# Start of Source records

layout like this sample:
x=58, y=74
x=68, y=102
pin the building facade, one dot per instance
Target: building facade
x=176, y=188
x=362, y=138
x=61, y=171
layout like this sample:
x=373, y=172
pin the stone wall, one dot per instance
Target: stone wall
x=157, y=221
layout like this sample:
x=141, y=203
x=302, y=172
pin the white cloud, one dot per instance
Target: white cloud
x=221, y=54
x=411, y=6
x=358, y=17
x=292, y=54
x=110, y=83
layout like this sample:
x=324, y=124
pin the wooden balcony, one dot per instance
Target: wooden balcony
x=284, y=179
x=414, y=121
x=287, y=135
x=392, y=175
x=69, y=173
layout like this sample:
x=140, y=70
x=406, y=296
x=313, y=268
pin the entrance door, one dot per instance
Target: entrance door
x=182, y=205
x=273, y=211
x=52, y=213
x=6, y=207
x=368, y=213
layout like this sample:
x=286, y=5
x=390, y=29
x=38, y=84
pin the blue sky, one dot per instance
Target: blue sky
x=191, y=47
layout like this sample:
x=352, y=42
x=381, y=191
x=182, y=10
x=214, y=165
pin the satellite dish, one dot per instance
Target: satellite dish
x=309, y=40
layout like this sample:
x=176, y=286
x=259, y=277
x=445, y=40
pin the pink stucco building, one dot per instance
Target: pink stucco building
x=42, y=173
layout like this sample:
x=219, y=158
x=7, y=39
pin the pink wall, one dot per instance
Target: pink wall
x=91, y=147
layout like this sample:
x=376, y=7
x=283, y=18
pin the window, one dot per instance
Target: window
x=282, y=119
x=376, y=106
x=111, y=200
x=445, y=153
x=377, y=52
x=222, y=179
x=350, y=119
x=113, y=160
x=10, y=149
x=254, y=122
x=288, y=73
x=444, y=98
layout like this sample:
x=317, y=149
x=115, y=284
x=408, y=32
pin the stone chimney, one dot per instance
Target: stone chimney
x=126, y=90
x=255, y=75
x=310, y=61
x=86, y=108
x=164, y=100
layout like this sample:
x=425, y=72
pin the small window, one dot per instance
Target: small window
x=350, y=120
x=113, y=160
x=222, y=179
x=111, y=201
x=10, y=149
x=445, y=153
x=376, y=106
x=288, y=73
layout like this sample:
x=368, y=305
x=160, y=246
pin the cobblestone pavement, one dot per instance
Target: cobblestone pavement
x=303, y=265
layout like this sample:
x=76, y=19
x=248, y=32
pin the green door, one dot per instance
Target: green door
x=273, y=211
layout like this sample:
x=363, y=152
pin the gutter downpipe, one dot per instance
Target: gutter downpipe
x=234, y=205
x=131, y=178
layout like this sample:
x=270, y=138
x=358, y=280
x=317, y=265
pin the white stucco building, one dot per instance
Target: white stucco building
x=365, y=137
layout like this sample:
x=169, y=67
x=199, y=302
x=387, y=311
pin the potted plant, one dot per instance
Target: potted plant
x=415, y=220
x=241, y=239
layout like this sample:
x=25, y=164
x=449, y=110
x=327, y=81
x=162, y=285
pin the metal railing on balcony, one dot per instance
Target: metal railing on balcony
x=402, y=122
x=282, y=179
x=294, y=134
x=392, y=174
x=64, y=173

# End of Source records
# Start of Source records

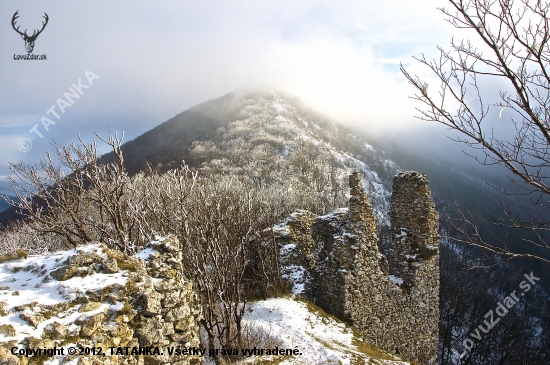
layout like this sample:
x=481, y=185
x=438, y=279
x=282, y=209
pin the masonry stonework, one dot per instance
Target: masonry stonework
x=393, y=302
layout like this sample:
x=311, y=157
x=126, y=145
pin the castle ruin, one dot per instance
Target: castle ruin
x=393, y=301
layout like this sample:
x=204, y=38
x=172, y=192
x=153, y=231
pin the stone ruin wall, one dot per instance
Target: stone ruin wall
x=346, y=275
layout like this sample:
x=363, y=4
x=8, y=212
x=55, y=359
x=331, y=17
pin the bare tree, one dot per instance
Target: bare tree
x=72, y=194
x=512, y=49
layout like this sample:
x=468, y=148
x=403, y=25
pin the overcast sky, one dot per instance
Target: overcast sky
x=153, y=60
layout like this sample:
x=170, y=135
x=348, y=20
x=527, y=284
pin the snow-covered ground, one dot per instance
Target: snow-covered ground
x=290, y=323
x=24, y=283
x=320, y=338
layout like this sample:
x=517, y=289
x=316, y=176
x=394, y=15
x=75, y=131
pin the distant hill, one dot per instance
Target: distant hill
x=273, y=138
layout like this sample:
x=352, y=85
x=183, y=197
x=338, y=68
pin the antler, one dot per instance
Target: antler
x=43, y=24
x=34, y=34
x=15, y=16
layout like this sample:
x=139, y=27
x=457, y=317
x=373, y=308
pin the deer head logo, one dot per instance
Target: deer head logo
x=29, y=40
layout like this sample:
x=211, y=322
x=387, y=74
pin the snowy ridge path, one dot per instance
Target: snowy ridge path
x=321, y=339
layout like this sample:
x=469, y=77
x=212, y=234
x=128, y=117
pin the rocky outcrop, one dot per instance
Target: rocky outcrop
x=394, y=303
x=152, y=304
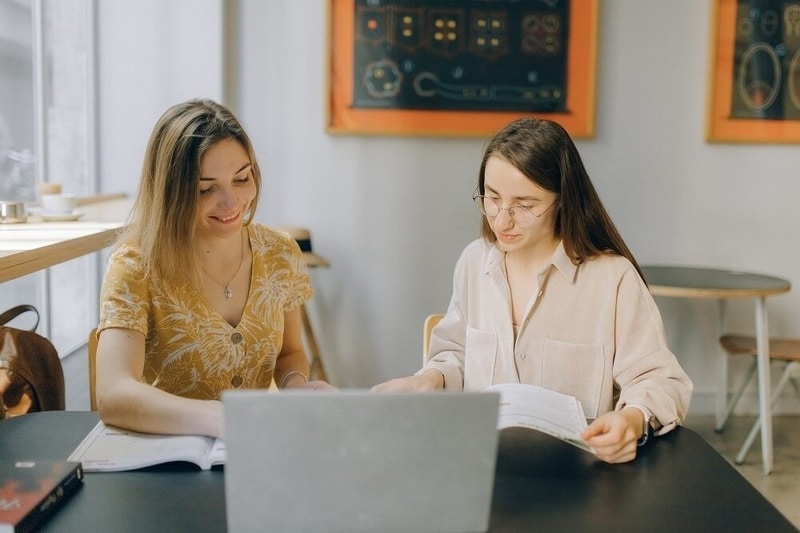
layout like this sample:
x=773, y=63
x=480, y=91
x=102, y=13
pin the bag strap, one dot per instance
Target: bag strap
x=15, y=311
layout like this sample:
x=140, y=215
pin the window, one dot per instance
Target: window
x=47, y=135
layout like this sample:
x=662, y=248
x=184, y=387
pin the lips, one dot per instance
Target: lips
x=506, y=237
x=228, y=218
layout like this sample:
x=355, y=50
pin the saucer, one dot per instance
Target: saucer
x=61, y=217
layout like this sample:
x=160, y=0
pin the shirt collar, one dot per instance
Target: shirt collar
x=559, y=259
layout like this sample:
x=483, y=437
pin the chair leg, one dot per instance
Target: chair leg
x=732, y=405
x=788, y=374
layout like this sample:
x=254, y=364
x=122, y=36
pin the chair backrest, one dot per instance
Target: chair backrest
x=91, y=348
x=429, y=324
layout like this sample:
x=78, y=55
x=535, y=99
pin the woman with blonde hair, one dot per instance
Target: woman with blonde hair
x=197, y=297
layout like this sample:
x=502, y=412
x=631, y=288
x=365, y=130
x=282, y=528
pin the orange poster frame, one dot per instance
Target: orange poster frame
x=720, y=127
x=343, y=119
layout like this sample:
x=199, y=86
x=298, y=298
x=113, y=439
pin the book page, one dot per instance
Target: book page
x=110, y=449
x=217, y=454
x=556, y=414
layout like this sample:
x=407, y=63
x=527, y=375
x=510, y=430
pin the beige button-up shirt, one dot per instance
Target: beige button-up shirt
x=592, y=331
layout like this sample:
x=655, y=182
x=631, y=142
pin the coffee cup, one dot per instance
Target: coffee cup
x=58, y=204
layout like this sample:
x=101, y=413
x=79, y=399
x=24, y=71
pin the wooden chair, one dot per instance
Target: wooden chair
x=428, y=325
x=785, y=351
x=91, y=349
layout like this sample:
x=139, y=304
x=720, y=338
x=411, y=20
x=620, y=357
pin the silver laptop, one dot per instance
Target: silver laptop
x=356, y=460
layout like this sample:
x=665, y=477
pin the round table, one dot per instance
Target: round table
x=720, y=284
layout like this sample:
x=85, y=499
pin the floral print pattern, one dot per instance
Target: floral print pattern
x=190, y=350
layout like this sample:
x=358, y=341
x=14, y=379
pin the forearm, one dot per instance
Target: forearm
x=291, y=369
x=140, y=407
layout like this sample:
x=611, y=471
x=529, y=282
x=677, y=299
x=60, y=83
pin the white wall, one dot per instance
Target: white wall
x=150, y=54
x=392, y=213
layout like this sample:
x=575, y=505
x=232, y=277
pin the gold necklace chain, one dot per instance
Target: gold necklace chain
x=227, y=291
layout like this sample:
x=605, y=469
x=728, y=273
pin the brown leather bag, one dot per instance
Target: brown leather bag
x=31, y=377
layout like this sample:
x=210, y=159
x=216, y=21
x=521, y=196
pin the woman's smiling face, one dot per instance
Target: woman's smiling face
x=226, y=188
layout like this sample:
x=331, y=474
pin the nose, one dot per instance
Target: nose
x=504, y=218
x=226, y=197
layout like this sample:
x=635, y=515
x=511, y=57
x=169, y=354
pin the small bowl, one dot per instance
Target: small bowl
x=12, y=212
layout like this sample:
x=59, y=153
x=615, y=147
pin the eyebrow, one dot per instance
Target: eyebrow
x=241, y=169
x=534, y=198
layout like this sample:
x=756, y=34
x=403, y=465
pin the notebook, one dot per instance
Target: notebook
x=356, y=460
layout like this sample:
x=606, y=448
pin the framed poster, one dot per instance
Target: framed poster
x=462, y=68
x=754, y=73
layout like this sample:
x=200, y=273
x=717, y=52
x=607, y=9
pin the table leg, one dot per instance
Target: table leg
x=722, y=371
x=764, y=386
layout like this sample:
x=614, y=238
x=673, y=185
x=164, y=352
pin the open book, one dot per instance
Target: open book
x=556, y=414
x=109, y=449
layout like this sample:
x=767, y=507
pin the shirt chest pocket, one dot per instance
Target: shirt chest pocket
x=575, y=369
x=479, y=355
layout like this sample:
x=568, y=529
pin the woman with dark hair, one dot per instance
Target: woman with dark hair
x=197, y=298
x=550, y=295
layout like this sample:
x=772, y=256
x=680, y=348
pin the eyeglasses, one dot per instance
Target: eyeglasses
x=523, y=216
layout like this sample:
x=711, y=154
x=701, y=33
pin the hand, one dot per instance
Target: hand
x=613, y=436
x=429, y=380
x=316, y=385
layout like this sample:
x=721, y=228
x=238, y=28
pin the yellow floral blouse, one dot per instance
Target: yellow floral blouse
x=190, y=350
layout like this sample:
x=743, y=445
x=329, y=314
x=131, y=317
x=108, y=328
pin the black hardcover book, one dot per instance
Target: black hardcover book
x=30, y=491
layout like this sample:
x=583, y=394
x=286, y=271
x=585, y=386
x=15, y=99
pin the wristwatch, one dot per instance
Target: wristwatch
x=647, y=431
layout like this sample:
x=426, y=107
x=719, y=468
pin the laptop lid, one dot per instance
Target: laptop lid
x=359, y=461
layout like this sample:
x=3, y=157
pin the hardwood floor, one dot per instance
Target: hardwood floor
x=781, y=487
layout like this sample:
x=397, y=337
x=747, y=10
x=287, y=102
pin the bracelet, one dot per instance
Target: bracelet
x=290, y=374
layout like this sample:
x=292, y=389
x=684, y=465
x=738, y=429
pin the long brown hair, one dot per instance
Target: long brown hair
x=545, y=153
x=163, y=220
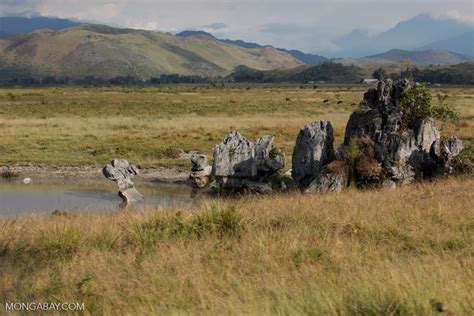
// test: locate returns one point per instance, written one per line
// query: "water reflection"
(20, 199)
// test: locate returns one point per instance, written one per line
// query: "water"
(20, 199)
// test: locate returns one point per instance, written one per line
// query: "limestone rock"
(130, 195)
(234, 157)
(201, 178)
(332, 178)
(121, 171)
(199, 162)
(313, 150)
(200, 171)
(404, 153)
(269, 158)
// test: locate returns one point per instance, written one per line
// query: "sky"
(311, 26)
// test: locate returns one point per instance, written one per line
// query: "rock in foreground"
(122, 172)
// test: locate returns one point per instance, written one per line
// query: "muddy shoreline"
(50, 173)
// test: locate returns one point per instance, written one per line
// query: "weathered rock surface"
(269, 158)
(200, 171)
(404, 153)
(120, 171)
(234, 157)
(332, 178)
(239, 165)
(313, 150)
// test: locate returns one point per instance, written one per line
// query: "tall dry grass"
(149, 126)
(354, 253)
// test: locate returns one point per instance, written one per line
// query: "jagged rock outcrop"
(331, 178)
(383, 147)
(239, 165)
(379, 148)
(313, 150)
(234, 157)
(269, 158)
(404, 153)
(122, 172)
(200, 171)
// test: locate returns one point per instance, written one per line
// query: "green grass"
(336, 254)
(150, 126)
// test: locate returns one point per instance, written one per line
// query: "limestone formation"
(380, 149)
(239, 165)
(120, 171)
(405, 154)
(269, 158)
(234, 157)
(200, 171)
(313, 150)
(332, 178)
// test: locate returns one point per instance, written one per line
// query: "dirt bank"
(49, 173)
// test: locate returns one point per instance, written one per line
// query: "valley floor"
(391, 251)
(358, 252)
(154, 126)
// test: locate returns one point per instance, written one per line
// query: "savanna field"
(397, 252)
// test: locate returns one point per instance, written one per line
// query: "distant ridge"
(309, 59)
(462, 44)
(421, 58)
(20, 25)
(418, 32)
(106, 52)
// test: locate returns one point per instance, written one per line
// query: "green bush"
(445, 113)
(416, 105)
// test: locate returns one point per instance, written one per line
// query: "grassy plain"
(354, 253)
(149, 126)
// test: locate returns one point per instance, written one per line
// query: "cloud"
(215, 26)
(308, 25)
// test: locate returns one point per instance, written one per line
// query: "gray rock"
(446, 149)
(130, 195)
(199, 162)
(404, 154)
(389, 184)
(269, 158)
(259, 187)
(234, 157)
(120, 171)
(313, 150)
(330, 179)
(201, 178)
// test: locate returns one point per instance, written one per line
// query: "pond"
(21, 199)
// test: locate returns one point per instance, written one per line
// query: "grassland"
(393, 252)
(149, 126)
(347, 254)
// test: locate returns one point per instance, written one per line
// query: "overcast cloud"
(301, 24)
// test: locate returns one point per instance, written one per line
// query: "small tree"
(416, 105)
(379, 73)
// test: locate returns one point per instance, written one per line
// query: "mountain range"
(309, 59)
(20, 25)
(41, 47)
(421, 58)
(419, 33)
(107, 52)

# End of Source records
# Start of Source records

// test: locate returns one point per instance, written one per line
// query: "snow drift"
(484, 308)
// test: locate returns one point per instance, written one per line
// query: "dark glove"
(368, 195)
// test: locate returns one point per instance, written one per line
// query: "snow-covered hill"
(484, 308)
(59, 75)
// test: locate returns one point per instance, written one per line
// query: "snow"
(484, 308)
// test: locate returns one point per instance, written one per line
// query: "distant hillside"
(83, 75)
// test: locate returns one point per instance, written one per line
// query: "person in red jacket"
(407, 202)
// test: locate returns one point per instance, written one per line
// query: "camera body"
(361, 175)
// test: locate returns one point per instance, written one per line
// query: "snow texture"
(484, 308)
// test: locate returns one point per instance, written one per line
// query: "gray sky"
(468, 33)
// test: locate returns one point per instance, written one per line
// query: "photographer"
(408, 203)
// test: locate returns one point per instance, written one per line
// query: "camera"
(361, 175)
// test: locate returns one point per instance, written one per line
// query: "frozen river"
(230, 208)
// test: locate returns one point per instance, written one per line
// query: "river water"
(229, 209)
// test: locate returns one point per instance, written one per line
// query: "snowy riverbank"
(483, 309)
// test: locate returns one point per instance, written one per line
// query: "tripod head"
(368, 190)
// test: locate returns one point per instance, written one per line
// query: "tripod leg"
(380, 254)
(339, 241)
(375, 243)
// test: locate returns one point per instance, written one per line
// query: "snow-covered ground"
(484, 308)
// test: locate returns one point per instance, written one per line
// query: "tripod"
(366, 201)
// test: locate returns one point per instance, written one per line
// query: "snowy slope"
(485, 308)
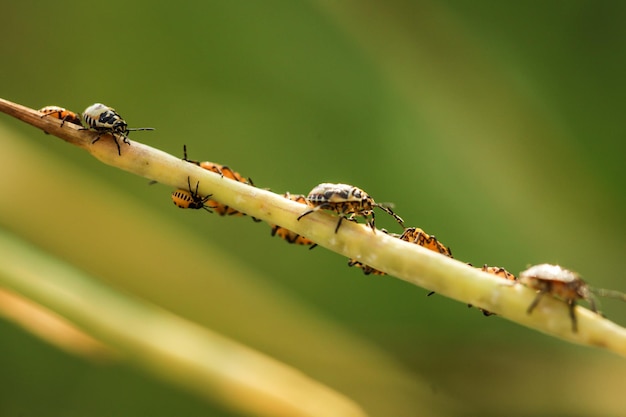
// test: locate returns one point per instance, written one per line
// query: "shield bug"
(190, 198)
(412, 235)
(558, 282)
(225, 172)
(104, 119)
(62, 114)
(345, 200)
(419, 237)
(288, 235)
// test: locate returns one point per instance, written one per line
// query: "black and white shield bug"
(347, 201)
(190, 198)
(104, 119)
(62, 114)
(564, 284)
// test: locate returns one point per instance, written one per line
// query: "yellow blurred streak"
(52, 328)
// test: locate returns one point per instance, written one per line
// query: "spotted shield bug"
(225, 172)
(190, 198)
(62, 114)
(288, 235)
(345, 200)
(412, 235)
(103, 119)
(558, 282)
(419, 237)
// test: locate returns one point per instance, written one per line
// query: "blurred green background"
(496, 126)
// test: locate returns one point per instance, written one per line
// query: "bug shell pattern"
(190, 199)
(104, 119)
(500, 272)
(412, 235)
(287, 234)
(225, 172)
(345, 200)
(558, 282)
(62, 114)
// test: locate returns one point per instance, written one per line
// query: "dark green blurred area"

# End of Source records

Job
How many lines in the rows above contain the word "snowy"? Give only the number.

Final result
4